# YOUR ASSIGNMENT
Wherever "stall" shows up in the records below, copy the whole line.

# SOURCE INFORMATION
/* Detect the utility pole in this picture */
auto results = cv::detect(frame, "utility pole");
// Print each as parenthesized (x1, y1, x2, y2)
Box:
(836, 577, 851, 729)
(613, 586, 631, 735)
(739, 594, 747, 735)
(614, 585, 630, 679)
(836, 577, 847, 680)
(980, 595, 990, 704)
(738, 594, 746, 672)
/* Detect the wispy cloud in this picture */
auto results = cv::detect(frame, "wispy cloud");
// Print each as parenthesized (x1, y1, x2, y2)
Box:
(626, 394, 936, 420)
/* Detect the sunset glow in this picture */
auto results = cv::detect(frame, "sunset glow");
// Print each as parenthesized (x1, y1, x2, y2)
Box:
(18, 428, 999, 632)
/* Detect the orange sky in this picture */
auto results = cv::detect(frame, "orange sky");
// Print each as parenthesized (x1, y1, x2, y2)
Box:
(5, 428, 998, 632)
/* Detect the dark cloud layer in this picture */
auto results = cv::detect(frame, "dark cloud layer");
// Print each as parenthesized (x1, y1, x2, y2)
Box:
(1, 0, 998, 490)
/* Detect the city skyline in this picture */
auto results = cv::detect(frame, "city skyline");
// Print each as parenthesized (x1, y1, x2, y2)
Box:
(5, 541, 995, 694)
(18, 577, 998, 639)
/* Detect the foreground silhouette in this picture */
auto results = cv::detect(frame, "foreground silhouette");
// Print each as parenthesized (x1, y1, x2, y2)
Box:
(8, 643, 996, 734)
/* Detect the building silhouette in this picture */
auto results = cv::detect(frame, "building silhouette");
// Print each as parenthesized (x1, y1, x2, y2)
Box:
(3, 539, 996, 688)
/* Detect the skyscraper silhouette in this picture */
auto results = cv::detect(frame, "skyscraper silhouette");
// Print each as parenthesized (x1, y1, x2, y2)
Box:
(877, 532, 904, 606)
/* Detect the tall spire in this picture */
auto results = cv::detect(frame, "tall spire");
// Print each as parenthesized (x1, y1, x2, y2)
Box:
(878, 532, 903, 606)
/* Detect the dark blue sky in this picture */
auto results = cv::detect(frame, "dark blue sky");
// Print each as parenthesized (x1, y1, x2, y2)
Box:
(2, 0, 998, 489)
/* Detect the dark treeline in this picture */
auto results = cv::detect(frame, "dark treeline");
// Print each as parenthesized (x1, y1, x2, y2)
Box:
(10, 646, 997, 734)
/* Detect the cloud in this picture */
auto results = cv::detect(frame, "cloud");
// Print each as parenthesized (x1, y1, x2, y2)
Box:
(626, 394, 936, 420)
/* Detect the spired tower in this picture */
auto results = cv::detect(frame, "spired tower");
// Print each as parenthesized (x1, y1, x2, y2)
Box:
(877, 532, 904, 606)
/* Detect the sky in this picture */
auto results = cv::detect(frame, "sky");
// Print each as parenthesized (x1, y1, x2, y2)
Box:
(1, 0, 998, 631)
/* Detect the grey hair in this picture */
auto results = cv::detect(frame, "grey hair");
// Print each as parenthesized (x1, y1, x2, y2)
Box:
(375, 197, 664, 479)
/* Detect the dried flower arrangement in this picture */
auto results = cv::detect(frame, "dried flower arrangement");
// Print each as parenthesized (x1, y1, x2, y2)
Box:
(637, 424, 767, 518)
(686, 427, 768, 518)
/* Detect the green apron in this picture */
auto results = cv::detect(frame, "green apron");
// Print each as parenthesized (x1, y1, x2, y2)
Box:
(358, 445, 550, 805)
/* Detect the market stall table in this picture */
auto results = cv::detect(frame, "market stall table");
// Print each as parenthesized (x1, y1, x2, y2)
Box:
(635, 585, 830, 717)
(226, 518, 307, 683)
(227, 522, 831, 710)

# EXERCISE SOLUTION
/* Detect the market stall table in this picture */
auto results = cv::detect(frame, "market stall table");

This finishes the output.